Transphobie institutionnelle
La transphobie est institutionnelle enfin. Si le changement d’état civil a été simplifié en 2016, il faut encore passer devant un juge pour obtenir le changement de la mention de sexe à l’état civil. La Loi Bioéthique a refusé l’extension de la PMA aux hommes trans, ainsi que l’utilisation de la technique ROPA (Réception des ovocytes de la partenaire). Les femmes trans ne peuvent donc toujours pas utiliser leurs gamètes après les avoir congelées. La Société française d'études et de prise en charge de la transidentité (SoFECT) devenue French Professional Association for Transgender Health (FPATH), une instance autoproclamée spécialiste des transidentités, continue d’accaparer le suivi médical des personnes trans et fait pression sur la sécu pour le déremboursement des parcours de transition hors de son contrôle.
Le NPA lutte contre toutes les formes de transphobie et de LGBTIphobies, ainsi que pour la dépathologisation des transidentités. Nous revendiquons également la liberté du changement de la mention de sexe à l'état civil, la prise en charge de 100% des frais liés à la transition par la sécu, l'arrêt des mutilations des enfants intersexes, le droit à disposer de son corps et l’autodétermination de genre, ainsi que l'ouverture de structures d'accueils d'urgence pour mineurEs LGBTI.
========================
* Ce que vous ferez
[1] Recopiez le passage du texte sur la transphobie institutionnelle qui va de « Transphobie institutionnelle » jusqu'à « de son contrôle. » inclus.
[2] D'après le texte sur la transphobie institutionnelle, pourquoi les femmes trans ne peuvent-elles toujours pas utiliser leurs gamètes après les avoir congelées ? Répondez en une à trois phrases.

* Données enregistrées
========================
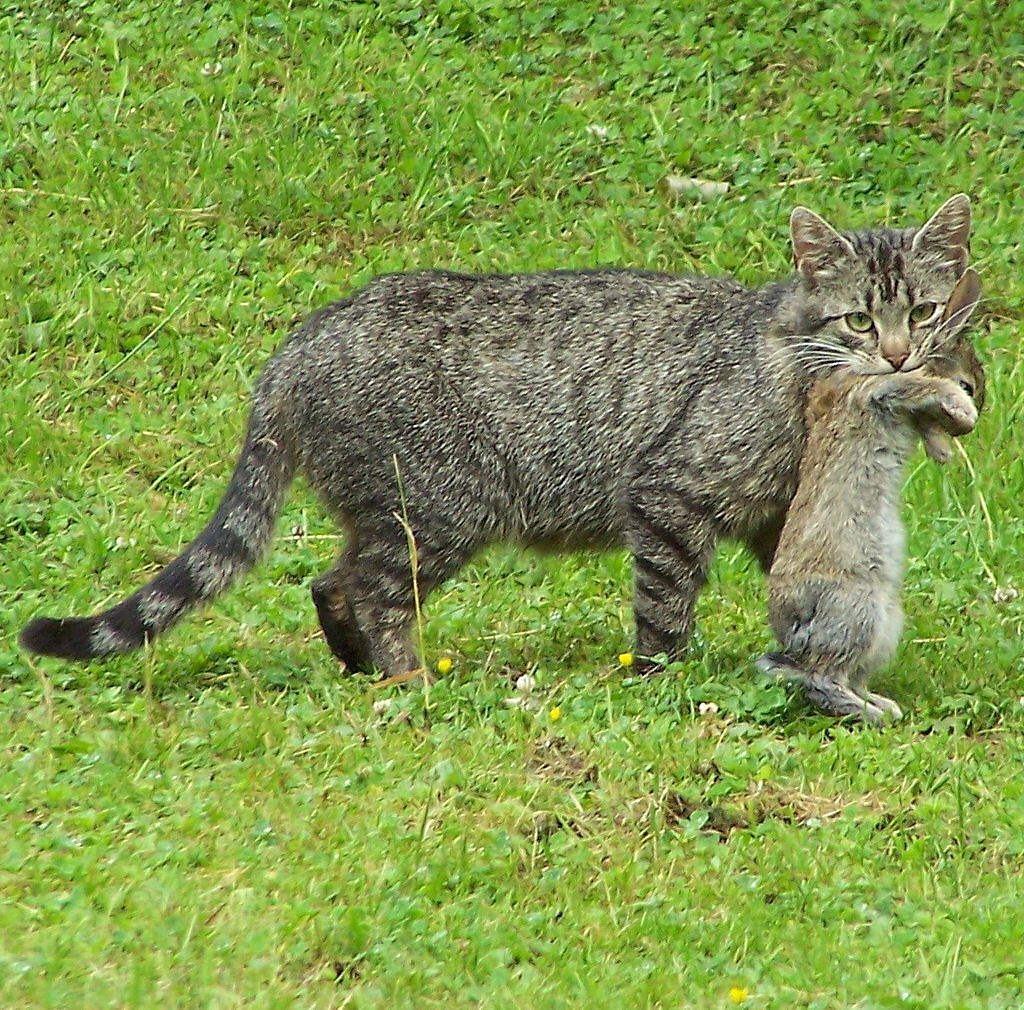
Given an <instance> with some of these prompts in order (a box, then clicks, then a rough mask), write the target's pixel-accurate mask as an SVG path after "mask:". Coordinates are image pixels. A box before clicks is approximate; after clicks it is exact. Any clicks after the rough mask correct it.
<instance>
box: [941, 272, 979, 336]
mask: <svg viewBox="0 0 1024 1010" xmlns="http://www.w3.org/2000/svg"><path fill="white" fill-rule="evenodd" d="M980 297H981V278H980V277H978V275H977V273H976V272H975V271H974V270H972V269H971V268H970V267H969V268H967V269H965V270H964V272H963V273H962V275H961V279H959V280H958V281H957V282H956V285H955V287H954V288H953V290H952V292H951V293H950V295H949V300H948V301H947V302H946V309H945V311H944V312H943V313H942V324H943V327H945V328H947V329H948V330H950V331H951V332H955V331H956V330H958V329H961V327H963V326H966V325H967V321H968V320H969V319H970V318H971V313H972V312H973V311H974V310H975V308H977V307H978V299H979V298H980Z"/></svg>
========================
* Réponses par tâche
[1]
Transphobie institutionnelle
La transphobie est institutionnelle enfin. Si le changement d’état civil a été simplifié en 2016, il faut encore passer devant un juge pour obtenir le changement de la mention de sexe à l’état civil. La Loi Bioéthique a refusé l’extension de la PMA aux hommes trans, ainsi que l’utilisation de la technique ROPA (Réception des ovocytes de la partenaire). Les femmes trans ne peuvent donc toujours pas utiliser leurs gamètes après les avoir congelées. La Société française d'études et de prise en charge de la transidentité (SoFECT) devenue French Professional Association for Transgender Health (FPATH), une instance autoproclamée spécialiste des transidentités, continue d’accaparer le suivi médical des personnes trans et fait pression sur la sécu pour le déremboursement des parcours de transition hors de son contrôle.

[2] La Loi Bioéthique a refusé l'extension de la PMA aux hommes trans. Elle a aussi refusé l'utilisation de la technique ROPA (Réception des ovocytes de la partenaire).